_SOURCE PASSAGE_

A 2018 study by the Azim Premji University, “Pharmaceutical Patent Grants in India”, said: “The majority (72%) of granted patents for pharmaceuticals are secondary patents, granted for marginal improvements over previously known drugs for which primary patents exist.” This had hit the headlines then.
Who needs curbing – evergreening by pharma companies or objections to it?
Anyone familiar with the health sector in India or the world knows Big Pharma wants unrestrained monopoly and evergreening of patents – to be able to charge higher prices. Contrary to the claims, medicines aren’t costlier because of R&D expenses or even curative values.
In September 2020, an international team of researchers evaluated drug prices in the US (60 new drugs approved during 2009-2018) to find (i) no association between R&D expenses and high prices and (ii) the curative value of drugs had nothing to do with high pricing. The University of California published a paper at the time, which said: “Companies are estimated to spend somewhere between $1 billion and $3 billion on average to bring a single new product to market. In 2019, the US drug market generated more than $490 billion in revenue…” That is, a revenue of over $490 billion from an R&D spend of $83 billion (17%)!
Diluting disclosures means little checks
Disclosure norms have been diluted in multiple ways: (i) once-in-three-year disclosure of “working of a patent”, instead of annually earlier (“not being less than six months”) (ii) omitting from Form 27 the details like “quantum and value” of patented medicines sold in India, whether “manufactured in India” or “imported” and details of “imported medicines which are key to determine if a patent is working or not working in Inda and (iii) (Patents) Controller to use “publicly available” information while granting patents and seek “in writing” fresh statement and undertaking” about the patents explaining the reasons for so.

_LIST OF TASKS_
(a) According to the pharmaceutical patents passage, what percentage of granted pharmaceutical patents in India are secondary patents?
(b) Reproduce the pharmaceutical patents passage between "Anyone familiar with" and "of $83 billion (17%)!", inclusive.

Dataset entries:
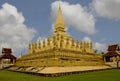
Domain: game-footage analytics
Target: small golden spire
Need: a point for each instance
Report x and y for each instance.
(59, 24)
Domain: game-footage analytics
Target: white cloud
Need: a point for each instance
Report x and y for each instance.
(107, 8)
(75, 16)
(100, 47)
(13, 32)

_ANSWERS FOR EACH ITEM_
(a) 72%

(b)
Anyone familiar with the health sector in India or the world knows Big Pharma wants unrestrained monopoly and evergreening of patents – to be able to charge higher prices. Contrary to the claims, medicines aren’t costlier because of R&D expenses or even curative values.
In September 2020, an international team of researchers evaluated drug prices in the US (60 new drugs approved during 2009-2018) to find (i) no association between R&D expenses and high prices and (ii) the curative value of drugs had nothing to do with high pricing. The University of California published a paper at the time, which said: “Companies are estimated to spend somewhere between $1 billion and $3 billion on average to bring a single new product to market. In 2019, the US drug market generated more than $490 billion in revenue…” That is, a revenue of over $490 billion from an R&D spend of $83 billion (17%)!